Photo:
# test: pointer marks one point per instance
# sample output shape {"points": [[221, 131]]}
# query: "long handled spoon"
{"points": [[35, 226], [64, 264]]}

WHAT IS NEEDED: Having looked over the entries above, reproduce all of them exactly.

RESULT:
Photo:
# test: pointer marks one point per instance
# sample output shape {"points": [[221, 131]]}
# query: "long handled spoon"
{"points": [[35, 226], [64, 264]]}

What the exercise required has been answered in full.